Point localization data

▶

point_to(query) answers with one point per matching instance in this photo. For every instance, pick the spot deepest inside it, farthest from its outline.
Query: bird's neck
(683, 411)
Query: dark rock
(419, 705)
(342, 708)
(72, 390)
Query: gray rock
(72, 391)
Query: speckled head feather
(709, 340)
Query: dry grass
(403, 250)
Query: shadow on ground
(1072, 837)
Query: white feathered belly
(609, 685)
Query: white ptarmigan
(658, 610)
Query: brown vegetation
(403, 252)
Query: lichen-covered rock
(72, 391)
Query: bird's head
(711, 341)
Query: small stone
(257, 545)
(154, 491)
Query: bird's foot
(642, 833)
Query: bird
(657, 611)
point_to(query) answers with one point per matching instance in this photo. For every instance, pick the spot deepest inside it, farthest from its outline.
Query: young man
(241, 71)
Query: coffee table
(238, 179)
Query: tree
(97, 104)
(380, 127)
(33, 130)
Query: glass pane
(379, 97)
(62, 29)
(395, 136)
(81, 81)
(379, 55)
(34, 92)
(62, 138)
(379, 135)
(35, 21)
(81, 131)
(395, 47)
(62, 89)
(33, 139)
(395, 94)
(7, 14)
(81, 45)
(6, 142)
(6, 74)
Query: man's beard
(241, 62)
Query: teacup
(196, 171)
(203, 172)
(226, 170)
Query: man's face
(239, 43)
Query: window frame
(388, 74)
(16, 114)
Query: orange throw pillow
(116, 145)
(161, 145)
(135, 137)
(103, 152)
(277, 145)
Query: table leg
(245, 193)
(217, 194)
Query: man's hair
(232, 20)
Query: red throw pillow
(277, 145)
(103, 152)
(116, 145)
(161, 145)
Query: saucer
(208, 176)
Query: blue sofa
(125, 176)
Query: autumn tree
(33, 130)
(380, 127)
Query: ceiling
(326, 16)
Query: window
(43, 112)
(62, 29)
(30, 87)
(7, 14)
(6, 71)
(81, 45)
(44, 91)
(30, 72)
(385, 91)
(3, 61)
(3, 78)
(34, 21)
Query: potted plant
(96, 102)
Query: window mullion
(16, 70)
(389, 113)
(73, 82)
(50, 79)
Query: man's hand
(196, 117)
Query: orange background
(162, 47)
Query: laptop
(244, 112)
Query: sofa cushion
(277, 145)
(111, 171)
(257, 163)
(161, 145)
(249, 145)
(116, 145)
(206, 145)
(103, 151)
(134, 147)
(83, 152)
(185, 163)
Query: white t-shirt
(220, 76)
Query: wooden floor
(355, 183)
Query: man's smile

◀

All entries shown above should be duplicated without a single difference.

point_to(query) answers with one point per matching instance in this photo. For every instance, pick the spot deepest inside it, farthest from its outline.
Query: bird's neck
(683, 411)
Query: dark rock
(419, 705)
(342, 708)
(72, 390)
Query: gray rock
(72, 391)
Query: speckled head feather
(709, 340)
Query: dry grass
(403, 250)
Query: shadow on ground
(1072, 837)
Query: white feathered belly
(609, 685)
Query: white ptarmigan
(658, 610)
Query: brown vegetation
(403, 252)
Query: lichen-covered rock
(72, 391)
Query: bird's head
(711, 341)
Query: small stone
(257, 545)
(154, 491)
Query: bird's foot
(642, 833)
Query: bird
(657, 611)
point_to(query) answers with one point per matching instance in this photo. For every instance, pick the spot deepest inside it, farthest from its outline.
Query: young man
(241, 71)
Query: coffee table
(238, 179)
Query: tree
(97, 104)
(380, 127)
(33, 130)
Query: glass pane
(379, 97)
(62, 29)
(395, 136)
(81, 81)
(379, 55)
(34, 92)
(62, 138)
(379, 135)
(35, 21)
(81, 131)
(395, 47)
(62, 89)
(33, 139)
(395, 94)
(7, 14)
(81, 45)
(6, 142)
(6, 74)
Query: man's beard
(241, 62)
Query: teacup
(196, 171)
(203, 172)
(226, 170)
Query: man's face
(239, 43)
Query: window frame
(388, 74)
(16, 114)
Query: orange throw pillow
(116, 145)
(161, 145)
(135, 137)
(103, 152)
(277, 145)
Query: table leg
(245, 193)
(217, 194)
Query: man's hair
(232, 20)
Query: red throw pillow
(277, 145)
(103, 152)
(116, 145)
(161, 145)
Query: saucer
(208, 176)
Query: blue sofa
(125, 176)
Query: autumn tree
(33, 130)
(380, 127)
Query: ceiling
(326, 16)
Query: window
(43, 112)
(62, 29)
(30, 87)
(7, 14)
(6, 71)
(81, 45)
(44, 91)
(30, 72)
(385, 91)
(3, 61)
(3, 78)
(34, 21)
Query: potted plant
(96, 102)
Query: window mullion
(16, 70)
(389, 113)
(73, 82)
(50, 79)
Query: man's hand
(196, 117)
Query: orange background
(162, 47)
Query: laptop
(244, 112)
Query: sofa cushion
(277, 145)
(111, 171)
(257, 163)
(161, 145)
(249, 145)
(116, 145)
(206, 145)
(103, 151)
(134, 147)
(83, 152)
(185, 163)
Query: white t-shirt
(220, 76)
Query: wooden floor
(355, 183)
Query: man's smile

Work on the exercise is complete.